(Records from a data collection)
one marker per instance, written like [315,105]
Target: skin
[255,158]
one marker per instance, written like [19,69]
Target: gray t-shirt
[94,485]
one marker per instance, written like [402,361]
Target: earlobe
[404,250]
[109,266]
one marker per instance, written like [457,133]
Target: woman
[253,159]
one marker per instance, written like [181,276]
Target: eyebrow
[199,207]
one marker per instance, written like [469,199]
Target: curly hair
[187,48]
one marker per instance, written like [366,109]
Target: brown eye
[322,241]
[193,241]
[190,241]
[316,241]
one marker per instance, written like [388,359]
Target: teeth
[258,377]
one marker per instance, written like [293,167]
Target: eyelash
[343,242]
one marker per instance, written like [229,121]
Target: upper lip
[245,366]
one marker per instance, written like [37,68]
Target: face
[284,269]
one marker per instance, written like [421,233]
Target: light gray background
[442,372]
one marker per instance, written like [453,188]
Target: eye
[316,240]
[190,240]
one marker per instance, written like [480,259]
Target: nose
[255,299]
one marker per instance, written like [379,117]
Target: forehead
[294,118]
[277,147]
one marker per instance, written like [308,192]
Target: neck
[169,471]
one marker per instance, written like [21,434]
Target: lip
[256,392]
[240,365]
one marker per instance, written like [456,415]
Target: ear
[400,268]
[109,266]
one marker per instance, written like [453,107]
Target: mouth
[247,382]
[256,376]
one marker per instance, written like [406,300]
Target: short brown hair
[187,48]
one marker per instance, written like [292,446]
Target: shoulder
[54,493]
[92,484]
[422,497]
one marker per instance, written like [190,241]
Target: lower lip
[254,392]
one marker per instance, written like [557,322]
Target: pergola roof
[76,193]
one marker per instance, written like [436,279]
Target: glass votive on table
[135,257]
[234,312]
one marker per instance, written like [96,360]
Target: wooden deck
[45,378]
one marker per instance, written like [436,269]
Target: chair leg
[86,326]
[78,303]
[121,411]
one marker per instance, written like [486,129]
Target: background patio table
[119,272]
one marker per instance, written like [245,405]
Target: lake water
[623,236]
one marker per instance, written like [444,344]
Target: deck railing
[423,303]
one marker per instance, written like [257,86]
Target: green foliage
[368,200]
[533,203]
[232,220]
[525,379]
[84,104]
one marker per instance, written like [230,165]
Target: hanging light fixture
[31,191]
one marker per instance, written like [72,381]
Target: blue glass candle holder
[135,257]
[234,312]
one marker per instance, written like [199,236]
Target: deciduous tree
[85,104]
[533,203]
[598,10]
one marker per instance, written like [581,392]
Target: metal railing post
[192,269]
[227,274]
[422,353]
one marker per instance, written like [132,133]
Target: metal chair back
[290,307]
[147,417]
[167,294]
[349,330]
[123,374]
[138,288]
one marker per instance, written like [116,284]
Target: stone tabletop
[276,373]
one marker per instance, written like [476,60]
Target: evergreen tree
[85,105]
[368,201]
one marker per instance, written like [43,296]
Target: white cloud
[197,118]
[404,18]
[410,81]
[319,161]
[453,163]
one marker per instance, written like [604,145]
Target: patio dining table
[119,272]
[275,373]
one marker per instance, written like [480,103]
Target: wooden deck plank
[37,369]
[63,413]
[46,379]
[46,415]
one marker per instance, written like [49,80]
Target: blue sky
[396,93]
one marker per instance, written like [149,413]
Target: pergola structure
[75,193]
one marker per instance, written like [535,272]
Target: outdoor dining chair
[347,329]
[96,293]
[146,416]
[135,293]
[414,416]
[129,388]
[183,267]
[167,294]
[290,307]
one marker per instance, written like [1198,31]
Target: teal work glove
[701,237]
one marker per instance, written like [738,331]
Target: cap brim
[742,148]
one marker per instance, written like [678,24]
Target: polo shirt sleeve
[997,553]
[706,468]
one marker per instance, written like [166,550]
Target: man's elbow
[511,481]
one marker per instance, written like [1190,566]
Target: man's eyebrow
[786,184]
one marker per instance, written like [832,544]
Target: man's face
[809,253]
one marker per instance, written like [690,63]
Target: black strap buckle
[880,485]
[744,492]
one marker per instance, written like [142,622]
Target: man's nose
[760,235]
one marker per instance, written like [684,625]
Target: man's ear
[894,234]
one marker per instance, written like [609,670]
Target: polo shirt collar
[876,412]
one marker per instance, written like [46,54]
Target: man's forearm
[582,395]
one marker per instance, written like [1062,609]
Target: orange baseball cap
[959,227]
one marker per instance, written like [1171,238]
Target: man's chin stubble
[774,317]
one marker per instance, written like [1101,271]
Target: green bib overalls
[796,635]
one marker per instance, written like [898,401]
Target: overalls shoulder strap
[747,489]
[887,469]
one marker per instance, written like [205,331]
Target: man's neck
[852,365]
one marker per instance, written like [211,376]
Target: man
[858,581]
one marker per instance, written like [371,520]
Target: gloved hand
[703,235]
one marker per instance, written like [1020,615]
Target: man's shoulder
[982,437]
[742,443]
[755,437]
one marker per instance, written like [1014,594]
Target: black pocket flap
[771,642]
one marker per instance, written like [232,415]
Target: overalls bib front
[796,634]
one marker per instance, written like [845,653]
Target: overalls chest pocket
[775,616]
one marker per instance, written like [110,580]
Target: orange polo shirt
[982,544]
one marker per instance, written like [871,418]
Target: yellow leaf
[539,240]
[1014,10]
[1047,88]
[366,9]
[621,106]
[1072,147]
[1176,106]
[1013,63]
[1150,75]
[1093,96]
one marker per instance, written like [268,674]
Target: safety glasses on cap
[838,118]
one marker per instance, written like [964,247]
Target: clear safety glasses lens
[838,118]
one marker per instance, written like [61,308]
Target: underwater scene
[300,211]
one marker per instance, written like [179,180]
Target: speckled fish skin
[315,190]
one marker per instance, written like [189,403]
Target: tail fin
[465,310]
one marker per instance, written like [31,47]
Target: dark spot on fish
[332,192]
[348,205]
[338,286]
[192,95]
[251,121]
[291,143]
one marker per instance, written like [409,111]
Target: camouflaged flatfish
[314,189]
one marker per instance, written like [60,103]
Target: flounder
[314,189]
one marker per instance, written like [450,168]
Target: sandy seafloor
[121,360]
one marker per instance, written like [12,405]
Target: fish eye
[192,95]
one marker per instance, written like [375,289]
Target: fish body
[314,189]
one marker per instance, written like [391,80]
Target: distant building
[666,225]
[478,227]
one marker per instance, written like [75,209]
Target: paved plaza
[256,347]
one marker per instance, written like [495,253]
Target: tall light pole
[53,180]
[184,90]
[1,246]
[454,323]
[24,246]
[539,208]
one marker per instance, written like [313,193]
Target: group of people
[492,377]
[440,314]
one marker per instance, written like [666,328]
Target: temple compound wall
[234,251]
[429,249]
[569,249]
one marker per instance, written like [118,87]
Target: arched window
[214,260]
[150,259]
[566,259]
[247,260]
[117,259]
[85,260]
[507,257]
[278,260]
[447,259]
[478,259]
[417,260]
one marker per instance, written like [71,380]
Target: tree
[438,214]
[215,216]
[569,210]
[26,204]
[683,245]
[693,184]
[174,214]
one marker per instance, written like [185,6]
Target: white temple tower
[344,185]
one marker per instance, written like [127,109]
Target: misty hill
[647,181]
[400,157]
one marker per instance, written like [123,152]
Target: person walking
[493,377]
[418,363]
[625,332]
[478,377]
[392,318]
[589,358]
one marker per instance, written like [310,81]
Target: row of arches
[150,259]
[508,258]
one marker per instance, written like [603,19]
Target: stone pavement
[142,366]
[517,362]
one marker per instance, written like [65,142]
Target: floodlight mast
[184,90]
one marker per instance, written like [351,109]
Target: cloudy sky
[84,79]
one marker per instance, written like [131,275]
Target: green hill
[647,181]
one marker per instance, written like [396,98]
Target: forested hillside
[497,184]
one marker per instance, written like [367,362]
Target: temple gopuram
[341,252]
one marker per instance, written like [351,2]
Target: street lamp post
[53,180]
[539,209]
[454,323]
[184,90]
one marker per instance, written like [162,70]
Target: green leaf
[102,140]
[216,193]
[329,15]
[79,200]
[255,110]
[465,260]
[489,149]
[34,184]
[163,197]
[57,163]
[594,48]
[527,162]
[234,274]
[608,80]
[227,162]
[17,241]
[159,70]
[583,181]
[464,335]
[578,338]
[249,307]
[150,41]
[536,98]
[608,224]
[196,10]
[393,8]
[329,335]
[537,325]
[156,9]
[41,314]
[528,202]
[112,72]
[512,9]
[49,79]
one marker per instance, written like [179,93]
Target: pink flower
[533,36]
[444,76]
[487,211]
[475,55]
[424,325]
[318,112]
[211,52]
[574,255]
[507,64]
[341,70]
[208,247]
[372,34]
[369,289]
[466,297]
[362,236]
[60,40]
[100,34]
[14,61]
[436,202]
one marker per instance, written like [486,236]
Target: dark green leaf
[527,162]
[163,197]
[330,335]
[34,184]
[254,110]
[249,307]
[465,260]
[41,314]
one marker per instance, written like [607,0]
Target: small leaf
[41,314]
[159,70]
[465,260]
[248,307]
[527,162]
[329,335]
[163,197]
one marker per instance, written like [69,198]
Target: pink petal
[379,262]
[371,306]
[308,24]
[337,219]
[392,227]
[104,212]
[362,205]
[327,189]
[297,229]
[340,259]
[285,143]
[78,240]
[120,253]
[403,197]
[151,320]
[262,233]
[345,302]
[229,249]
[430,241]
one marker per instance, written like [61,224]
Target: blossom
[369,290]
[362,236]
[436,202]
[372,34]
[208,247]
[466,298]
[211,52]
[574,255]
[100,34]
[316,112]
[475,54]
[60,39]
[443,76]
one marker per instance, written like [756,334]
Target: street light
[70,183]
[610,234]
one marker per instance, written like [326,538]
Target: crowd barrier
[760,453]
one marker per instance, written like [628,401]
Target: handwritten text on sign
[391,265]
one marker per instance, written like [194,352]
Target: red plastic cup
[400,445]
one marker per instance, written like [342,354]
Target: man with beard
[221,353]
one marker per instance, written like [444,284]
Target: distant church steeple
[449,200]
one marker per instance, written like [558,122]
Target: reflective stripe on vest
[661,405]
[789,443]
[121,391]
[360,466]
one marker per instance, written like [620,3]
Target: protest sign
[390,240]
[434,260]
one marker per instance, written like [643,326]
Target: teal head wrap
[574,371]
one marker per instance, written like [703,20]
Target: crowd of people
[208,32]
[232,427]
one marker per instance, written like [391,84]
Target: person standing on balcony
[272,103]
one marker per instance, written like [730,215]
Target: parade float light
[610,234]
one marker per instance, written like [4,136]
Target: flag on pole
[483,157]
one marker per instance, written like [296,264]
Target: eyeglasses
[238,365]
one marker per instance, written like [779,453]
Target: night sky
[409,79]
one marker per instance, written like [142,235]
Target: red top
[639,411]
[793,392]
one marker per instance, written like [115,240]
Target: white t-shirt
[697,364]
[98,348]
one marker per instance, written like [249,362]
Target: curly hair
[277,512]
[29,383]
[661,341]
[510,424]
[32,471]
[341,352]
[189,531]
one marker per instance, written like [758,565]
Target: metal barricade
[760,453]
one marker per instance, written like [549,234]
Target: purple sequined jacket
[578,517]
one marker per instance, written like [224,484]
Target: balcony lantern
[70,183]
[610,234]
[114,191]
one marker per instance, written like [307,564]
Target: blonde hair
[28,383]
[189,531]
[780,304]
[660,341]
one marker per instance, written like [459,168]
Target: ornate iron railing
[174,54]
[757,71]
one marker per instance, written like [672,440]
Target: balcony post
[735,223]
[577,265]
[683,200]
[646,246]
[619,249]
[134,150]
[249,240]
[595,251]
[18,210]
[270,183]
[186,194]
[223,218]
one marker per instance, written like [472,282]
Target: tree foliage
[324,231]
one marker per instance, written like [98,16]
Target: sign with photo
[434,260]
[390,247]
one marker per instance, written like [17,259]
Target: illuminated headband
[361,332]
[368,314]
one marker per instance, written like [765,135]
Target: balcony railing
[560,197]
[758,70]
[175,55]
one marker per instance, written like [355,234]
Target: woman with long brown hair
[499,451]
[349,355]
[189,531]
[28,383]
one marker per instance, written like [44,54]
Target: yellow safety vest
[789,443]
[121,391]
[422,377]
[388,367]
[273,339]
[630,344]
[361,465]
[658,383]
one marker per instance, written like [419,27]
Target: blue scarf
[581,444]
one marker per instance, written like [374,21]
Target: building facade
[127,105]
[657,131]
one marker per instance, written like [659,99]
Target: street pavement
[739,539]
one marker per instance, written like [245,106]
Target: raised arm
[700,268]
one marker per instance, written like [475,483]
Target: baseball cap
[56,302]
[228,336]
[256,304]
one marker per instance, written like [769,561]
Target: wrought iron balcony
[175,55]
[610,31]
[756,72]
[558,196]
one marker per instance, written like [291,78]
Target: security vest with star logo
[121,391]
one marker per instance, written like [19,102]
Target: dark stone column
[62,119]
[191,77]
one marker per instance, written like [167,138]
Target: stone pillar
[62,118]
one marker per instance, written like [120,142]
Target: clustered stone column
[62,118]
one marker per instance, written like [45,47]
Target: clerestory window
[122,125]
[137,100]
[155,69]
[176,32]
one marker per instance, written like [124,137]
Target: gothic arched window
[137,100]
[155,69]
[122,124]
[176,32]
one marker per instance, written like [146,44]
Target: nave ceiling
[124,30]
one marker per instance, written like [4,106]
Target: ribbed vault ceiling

■ Exercise:
Find the line that contains "one marker per instance, written like [765,135]" in the listing above. Retype it and every line after it up to the last, exactly, and nothing else.

■ Correct answer:
one marker per instance, written like [765,135]
Target: balcony railing
[560,197]
[758,70]
[175,55]
one marker per instance, written like [355,234]
Target: woman with long brown hair
[499,451]
[349,355]
[189,531]
[28,383]
one marker per instance, written like [44,54]
Target: yellow safety vest
[789,443]
[121,391]
[422,377]
[388,367]
[273,339]
[630,344]
[361,465]
[658,383]
one marker per instance, written like [419,27]
Target: blue scarf
[581,444]
one marker per instance, written like [374,21]
Target: building facade
[127,105]
[657,131]
one marker per instance, written like [659,99]
Target: street pavement
[739,539]
one marker per instance, written like [245,106]
Target: raised arm
[700,268]
one marker per instance, written like [475,483]
Target: baseball cap
[56,302]
[228,336]
[256,304]
one marker per instance, written like [769,561]
Target: wrought iron balcony
[175,55]
[610,31]
[756,72]
[558,196]
one marker per instance, written like [291,78]
Target: security vest with star logo
[121,391]
one marker per instance, written like [19,102]
Target: dark stone column
[62,119]
[191,77]
one marker per instance, written like [167,138]
Target: stone pillar
[62,118]
one marker per instance, written like [120,142]
Target: clustered stone column
[62,118]
one marker per instance, written like [45,47]
Target: clerestory window
[122,125]
[137,100]
[155,69]
[176,32]
one marker per instance, written like [124,137]
Target: gothic arched window
[137,100]
[155,69]
[122,124]
[176,32]
one marker per instance, written like [146,44]
Target: nave ceiling
[124,30]
one marker per instance, written like [4,106]
Target: ribbed vault ceiling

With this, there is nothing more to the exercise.